> **TASK ITEM**
Answer these from the parkrun story:
1. In what year did Ruth and Ste start running?
2. Which York parkrun event did they first attend, and when?
3. What did Ruth and Joseph enjoy doing while volunteering?

=== PAGE EXCERPT ===

News - 8th February 2021

Finding the confidence

Ruth Robson 4

Ruth Robson used to go out early in the morning, to avoid being seen. She credits parkrun with helping her find the confidence to get out whenever she wants, including running a half marathon.


Ruth tells us about her parkrunning experience here.


My husband, Ste and I both started running in 2006 as a way to try and get fit. At first we just ran around the block. As time went on we both slowly built up the distance we could run. Ste got really into his running, joined a running club and lost a lot of weight. Then, when I was pregnant with our son, Joseph, in 2008, I stopped running and after he was born I struggled to find the time or the energy.


We first heard about parkrun through Ste’s running club. We went to York parkrun event number 5 in February 2012. Ste ran and I went along to watch with Joseph.


I wasn’t brave enough to parkrun myself but I did volunteer a few times while Ste ran. Joseph and I enjoyed marshalling, cheering on the parkrunners and high-fiving them.

=== INFORMATION PROVIDED ===

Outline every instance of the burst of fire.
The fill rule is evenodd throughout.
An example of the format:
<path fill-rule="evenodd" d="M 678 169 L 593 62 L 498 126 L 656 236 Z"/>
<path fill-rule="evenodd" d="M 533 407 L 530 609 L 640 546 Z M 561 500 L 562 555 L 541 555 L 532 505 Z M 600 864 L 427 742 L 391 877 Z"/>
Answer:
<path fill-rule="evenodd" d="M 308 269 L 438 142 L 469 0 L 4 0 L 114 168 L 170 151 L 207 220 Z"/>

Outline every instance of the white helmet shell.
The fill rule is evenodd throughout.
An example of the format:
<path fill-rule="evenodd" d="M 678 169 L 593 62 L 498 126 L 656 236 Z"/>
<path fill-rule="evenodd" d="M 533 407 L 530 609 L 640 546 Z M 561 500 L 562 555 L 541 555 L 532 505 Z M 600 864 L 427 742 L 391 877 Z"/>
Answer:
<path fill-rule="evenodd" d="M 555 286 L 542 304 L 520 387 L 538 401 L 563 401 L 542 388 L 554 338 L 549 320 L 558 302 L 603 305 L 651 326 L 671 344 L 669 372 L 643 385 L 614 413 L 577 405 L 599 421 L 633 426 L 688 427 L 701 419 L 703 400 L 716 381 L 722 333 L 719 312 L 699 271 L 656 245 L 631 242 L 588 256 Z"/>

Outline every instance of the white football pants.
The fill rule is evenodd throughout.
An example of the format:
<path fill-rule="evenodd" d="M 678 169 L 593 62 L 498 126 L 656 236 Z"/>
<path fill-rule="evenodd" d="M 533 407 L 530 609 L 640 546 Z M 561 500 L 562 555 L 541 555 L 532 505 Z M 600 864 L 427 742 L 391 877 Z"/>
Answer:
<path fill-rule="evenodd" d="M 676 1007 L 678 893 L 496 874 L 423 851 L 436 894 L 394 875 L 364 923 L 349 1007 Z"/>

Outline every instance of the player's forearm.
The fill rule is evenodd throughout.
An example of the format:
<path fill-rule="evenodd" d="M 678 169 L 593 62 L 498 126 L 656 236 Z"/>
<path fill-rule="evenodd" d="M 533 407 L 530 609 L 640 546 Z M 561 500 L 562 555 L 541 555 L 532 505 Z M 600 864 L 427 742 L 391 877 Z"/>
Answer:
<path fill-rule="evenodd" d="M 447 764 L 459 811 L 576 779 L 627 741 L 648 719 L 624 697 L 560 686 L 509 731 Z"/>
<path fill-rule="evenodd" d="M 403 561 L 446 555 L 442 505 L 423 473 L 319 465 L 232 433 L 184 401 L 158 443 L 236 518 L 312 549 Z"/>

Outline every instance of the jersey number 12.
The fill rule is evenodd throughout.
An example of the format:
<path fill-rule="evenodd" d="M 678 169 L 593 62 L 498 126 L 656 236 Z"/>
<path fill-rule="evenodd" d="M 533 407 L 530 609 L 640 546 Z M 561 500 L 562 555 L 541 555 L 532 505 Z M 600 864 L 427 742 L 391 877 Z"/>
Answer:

===

> **EXPECTED ANSWER**
1. 2006
2. Event number 5, in February 2012
3. Marshalling, cheering on the parkrunners and high-fiving them